Task to complete — Copy the part of the data that opens with the line containing "Put one point on every instance of the blue" and closes with the line containing "Query: blue necktie", substituting "tie" for "necktie" and changing nothing else.
———
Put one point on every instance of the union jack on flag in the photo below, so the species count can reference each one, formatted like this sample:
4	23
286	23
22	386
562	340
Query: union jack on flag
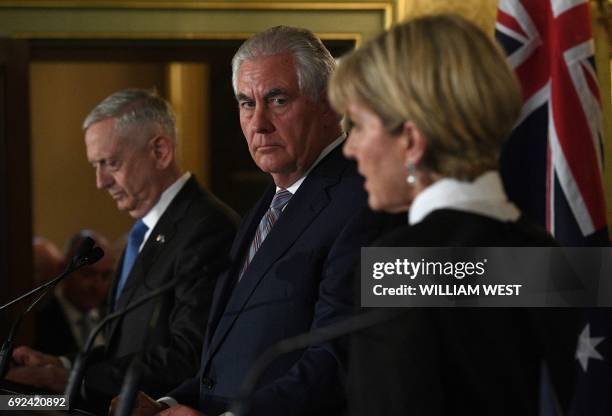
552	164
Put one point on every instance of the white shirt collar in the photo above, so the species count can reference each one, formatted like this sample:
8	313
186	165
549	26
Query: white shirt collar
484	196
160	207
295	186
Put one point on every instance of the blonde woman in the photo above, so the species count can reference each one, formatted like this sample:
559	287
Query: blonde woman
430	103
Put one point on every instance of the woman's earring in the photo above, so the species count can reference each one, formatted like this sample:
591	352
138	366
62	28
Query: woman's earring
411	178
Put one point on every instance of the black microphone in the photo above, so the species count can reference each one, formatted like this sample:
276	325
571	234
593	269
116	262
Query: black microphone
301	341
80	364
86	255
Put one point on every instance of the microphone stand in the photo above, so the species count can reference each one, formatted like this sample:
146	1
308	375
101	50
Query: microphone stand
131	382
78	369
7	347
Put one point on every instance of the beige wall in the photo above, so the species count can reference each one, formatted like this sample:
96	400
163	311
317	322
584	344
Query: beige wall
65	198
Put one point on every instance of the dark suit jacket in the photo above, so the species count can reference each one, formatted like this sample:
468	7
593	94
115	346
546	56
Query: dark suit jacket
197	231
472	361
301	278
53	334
———
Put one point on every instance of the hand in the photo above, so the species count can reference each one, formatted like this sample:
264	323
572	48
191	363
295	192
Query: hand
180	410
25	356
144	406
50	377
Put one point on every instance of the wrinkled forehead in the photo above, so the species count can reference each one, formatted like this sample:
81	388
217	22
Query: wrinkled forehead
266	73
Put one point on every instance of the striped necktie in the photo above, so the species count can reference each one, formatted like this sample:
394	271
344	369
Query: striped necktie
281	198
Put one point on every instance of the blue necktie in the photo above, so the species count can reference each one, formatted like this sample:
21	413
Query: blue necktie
———
Written solution —
Put one point on every instance of the blue tie in the photo above, so the species count can reference each one, formatted like this sample:
21	413
Query: blue tie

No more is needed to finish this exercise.